== To be done ==
Give every line of the entries below as a JSON list of strings, with one string per line and blank lines omitted.

== Items ==
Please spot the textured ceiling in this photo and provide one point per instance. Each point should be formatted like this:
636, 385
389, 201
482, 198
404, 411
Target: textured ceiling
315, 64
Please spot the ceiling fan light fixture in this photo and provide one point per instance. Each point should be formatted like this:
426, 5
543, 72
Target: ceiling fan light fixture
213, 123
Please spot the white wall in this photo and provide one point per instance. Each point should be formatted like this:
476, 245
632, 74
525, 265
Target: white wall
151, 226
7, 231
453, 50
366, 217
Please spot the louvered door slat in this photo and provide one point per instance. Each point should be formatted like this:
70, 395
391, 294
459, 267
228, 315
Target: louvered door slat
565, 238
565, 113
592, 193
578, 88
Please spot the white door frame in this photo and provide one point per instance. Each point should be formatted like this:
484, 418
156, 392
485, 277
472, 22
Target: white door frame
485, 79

== Answer to this exercise ==
[
  "Please spot the textured ceiling in this photo and provide one point per instance. Each point should be formatted like this:",
  "636, 385",
  "389, 201",
  "482, 198",
  "404, 411",
  "Target: textured ceiling",
  "315, 64",
  "Please spot the ceiling fan light fixture in this photo and provide one point per instance. Each point should be formatted like this:",
  "426, 5",
  "543, 72",
  "Target: ceiling fan light fixture",
  "213, 123",
  "Please spot the white wall in this photo and provide one point per instance. Each point should be formatted like this:",
  "476, 245",
  "632, 74",
  "525, 265",
  "Target: white wall",
  "151, 226",
  "7, 231",
  "453, 50",
  "366, 217",
  "Please spot the louvered door slat in this photo and provide one point per instance. Each point should be formatted like this:",
  "70, 395",
  "391, 294",
  "459, 267",
  "228, 315",
  "Target: louvered door slat",
  "565, 238",
  "565, 113",
  "592, 193",
  "578, 88",
  "Please spot the white door frame in this photo and provide one point per instance. Each point should be formatted like this:",
  "484, 418",
  "156, 392",
  "485, 277",
  "472, 22",
  "Target: white door frame",
  "485, 79"
]